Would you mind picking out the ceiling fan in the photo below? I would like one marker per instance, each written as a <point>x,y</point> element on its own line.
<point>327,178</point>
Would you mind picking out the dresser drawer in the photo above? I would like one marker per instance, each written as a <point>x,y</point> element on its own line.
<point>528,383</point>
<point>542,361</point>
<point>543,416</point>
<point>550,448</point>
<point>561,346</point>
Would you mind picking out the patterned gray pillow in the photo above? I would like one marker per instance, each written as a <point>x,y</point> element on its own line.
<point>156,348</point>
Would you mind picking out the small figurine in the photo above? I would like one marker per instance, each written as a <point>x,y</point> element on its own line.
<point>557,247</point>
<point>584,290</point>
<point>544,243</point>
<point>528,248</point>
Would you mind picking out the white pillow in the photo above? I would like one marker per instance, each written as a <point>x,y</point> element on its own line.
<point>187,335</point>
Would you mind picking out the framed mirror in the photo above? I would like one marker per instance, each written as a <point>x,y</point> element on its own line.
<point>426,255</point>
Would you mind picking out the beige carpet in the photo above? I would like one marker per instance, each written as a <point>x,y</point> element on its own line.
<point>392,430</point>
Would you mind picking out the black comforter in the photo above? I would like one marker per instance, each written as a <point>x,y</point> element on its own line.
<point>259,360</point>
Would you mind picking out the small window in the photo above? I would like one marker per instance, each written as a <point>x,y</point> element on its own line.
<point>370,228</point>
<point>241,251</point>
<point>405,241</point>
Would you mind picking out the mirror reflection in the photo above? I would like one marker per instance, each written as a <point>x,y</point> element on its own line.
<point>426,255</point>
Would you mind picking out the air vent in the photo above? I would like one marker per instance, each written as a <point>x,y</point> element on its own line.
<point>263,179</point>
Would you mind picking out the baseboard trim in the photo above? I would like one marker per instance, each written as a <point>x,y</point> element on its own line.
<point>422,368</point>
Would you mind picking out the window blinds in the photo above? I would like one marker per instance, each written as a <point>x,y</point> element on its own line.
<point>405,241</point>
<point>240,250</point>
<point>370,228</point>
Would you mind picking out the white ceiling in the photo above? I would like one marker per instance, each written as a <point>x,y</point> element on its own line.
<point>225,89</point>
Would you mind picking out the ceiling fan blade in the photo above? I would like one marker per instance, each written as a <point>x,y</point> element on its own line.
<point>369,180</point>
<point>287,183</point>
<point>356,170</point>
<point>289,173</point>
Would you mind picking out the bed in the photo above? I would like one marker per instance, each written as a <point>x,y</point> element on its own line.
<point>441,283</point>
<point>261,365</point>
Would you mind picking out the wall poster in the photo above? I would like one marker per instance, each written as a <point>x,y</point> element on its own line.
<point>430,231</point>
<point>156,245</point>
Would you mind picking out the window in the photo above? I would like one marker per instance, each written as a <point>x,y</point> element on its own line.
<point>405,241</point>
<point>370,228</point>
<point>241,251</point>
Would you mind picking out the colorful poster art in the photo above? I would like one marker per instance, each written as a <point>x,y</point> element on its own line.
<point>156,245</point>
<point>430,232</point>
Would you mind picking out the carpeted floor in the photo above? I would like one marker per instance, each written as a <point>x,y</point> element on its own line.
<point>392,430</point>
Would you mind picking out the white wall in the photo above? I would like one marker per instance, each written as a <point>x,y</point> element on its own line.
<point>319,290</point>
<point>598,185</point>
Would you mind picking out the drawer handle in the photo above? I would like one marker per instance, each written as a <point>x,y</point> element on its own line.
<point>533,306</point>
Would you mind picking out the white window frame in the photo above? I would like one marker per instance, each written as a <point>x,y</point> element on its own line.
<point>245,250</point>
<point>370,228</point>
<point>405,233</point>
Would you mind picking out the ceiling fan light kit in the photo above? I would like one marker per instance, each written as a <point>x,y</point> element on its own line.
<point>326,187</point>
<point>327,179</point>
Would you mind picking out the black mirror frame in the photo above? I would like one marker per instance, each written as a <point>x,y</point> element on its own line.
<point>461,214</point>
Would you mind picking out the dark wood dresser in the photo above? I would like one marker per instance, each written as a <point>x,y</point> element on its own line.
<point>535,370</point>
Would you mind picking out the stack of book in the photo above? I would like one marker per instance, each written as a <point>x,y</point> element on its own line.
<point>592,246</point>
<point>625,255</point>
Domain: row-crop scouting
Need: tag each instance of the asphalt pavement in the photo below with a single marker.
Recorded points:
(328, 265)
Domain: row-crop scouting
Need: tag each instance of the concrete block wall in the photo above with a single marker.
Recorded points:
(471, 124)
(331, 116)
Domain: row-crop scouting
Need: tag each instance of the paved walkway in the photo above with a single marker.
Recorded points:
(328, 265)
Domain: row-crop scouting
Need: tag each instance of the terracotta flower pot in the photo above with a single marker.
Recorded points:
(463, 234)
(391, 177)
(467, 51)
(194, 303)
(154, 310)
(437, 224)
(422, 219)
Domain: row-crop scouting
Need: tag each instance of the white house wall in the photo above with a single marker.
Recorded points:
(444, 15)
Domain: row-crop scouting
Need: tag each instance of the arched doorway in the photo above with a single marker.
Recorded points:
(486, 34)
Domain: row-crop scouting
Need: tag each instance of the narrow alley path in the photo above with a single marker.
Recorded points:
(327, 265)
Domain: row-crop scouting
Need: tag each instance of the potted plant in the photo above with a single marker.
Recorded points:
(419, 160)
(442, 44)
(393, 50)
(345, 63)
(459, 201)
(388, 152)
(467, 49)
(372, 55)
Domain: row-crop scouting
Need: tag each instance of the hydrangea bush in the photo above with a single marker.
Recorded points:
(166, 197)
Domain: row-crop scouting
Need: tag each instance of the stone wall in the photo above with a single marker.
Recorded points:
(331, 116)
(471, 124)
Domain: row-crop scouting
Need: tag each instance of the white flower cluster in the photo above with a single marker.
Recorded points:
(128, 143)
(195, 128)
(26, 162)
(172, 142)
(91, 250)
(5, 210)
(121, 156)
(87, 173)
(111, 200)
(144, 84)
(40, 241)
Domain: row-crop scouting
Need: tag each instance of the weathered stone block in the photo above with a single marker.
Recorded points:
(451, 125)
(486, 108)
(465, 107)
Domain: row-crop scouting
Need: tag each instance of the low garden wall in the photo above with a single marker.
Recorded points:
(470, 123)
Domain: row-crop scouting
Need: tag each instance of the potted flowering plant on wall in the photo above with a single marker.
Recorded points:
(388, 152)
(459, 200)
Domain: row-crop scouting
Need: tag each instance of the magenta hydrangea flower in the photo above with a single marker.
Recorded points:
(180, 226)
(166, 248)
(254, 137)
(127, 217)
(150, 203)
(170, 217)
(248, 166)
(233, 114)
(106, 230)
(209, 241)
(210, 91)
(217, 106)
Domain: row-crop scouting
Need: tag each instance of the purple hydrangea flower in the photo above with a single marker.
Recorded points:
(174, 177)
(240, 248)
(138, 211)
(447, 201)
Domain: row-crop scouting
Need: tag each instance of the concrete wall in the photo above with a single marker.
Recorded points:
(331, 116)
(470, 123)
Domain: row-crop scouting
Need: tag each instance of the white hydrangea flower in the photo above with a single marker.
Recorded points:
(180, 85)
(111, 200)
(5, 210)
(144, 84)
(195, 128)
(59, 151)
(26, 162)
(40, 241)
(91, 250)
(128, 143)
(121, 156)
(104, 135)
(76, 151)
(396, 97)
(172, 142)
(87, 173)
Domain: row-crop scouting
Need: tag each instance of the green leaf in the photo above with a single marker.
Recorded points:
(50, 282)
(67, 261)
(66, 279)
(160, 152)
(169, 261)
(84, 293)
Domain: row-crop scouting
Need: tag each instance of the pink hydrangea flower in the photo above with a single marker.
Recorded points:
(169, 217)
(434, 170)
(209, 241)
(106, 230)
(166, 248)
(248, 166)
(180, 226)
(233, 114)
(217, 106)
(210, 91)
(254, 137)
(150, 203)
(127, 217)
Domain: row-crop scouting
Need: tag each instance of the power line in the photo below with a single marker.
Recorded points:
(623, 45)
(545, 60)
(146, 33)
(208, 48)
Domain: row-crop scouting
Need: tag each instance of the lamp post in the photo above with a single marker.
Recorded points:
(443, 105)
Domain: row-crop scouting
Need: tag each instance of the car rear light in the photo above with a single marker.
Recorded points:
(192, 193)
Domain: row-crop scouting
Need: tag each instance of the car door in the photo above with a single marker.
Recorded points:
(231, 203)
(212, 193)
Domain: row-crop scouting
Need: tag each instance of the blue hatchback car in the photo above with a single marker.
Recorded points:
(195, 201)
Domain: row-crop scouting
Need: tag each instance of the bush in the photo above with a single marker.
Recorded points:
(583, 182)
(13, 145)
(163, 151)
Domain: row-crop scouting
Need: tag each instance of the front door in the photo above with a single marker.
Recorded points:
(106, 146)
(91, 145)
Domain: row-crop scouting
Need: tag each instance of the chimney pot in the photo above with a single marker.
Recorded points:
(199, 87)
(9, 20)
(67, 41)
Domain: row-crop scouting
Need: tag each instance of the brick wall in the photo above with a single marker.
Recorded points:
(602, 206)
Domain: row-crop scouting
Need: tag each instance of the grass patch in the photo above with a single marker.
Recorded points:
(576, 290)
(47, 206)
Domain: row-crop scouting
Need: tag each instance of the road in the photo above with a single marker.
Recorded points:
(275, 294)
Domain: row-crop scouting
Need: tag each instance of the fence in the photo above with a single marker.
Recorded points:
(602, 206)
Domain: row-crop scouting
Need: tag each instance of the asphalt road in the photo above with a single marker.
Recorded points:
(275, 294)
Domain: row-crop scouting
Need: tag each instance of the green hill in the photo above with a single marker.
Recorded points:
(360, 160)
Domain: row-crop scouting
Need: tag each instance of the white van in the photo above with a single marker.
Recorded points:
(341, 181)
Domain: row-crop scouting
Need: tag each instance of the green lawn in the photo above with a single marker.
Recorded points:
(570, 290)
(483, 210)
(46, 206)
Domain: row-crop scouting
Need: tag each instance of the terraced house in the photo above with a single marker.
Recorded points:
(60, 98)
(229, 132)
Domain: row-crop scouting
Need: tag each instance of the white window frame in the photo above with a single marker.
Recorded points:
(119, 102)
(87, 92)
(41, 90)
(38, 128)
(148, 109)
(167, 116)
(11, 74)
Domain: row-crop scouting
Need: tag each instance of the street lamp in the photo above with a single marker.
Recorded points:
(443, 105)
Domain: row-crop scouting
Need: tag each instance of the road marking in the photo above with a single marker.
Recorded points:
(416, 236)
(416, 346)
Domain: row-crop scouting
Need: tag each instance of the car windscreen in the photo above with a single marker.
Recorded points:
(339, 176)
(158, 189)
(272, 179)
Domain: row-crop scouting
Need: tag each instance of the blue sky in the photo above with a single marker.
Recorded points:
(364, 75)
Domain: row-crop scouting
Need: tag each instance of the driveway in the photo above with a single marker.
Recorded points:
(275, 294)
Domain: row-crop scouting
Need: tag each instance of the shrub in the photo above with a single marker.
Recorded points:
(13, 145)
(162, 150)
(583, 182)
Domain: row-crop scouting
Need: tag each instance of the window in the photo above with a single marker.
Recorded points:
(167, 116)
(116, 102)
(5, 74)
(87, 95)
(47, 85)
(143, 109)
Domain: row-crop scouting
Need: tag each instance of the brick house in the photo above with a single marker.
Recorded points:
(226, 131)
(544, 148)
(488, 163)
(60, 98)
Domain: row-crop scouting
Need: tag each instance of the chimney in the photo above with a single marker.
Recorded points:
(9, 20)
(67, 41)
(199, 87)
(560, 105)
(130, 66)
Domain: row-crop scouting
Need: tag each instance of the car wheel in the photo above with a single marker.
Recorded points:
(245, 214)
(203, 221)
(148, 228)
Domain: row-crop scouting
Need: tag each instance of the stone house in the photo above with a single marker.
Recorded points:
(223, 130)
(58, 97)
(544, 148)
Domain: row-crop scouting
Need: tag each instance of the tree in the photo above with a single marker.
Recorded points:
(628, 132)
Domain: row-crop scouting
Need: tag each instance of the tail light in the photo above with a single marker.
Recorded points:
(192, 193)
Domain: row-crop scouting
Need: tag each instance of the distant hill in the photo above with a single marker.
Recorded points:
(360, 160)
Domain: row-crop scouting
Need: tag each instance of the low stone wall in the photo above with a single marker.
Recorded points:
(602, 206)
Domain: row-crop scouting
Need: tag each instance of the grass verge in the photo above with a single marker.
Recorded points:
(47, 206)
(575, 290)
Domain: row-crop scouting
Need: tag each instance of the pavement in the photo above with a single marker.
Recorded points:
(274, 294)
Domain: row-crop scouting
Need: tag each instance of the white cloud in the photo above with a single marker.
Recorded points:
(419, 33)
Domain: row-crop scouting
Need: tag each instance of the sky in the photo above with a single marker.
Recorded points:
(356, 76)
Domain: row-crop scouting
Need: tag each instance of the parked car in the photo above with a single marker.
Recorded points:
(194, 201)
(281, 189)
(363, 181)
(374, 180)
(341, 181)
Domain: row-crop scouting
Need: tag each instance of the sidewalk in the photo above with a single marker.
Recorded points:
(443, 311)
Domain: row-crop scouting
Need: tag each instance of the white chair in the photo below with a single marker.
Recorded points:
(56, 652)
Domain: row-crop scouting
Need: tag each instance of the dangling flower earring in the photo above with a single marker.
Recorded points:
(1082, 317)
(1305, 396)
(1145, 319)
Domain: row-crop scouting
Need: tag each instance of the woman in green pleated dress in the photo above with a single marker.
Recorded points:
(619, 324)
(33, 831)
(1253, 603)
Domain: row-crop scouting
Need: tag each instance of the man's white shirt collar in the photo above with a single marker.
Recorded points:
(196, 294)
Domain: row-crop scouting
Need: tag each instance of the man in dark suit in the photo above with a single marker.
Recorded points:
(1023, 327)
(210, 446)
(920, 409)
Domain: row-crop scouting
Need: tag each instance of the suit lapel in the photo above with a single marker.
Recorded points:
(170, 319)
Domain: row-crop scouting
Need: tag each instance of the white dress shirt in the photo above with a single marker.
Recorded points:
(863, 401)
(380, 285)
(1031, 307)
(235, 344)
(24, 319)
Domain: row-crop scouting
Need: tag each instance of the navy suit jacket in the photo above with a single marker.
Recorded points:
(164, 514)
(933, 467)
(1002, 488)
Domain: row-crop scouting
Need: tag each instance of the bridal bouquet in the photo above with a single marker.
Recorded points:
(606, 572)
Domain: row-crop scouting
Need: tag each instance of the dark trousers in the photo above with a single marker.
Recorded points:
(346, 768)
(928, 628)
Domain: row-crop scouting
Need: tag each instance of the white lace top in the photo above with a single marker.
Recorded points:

□ □ □ □ □

> [Problem description]: Return all lines from the data above with "brick" in them.

> [Task output]:
Need: tag each instance of the brick wall in the photo above with a single marker.
Need: tag each instance of the brick house in the photo above with a single marker.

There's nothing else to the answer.